━━━ DATA FOR THE TASK
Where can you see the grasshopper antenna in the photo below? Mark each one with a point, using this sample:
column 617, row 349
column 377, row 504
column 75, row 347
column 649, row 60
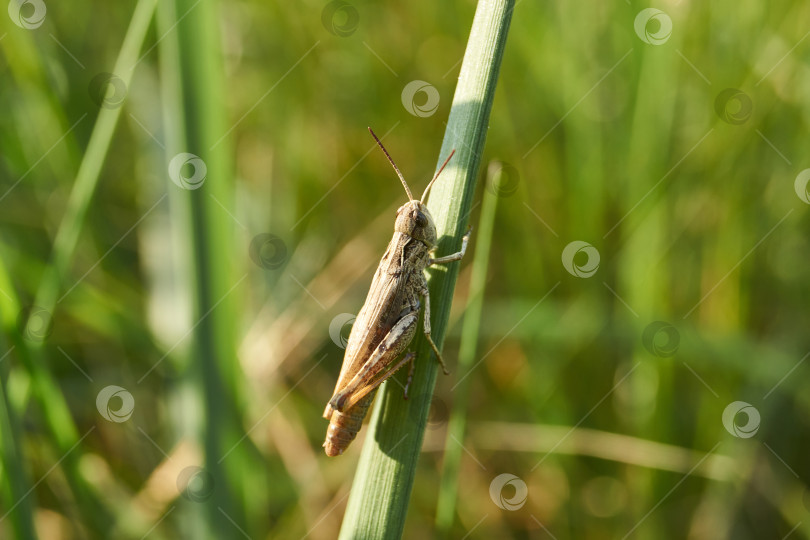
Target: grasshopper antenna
column 402, row 178
column 427, row 189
━━━━━━
> WHAT IS REQUIRED
What you output should match the records line for line, minus the pictures.

> SOLUTION TO THE PROBLEM
Where can you see the grasshopper antenna in the photo below? Mark each one with a point, using this sample:
column 617, row 349
column 377, row 504
column 75, row 347
column 649, row 60
Target: grasshopper antenna
column 402, row 178
column 427, row 189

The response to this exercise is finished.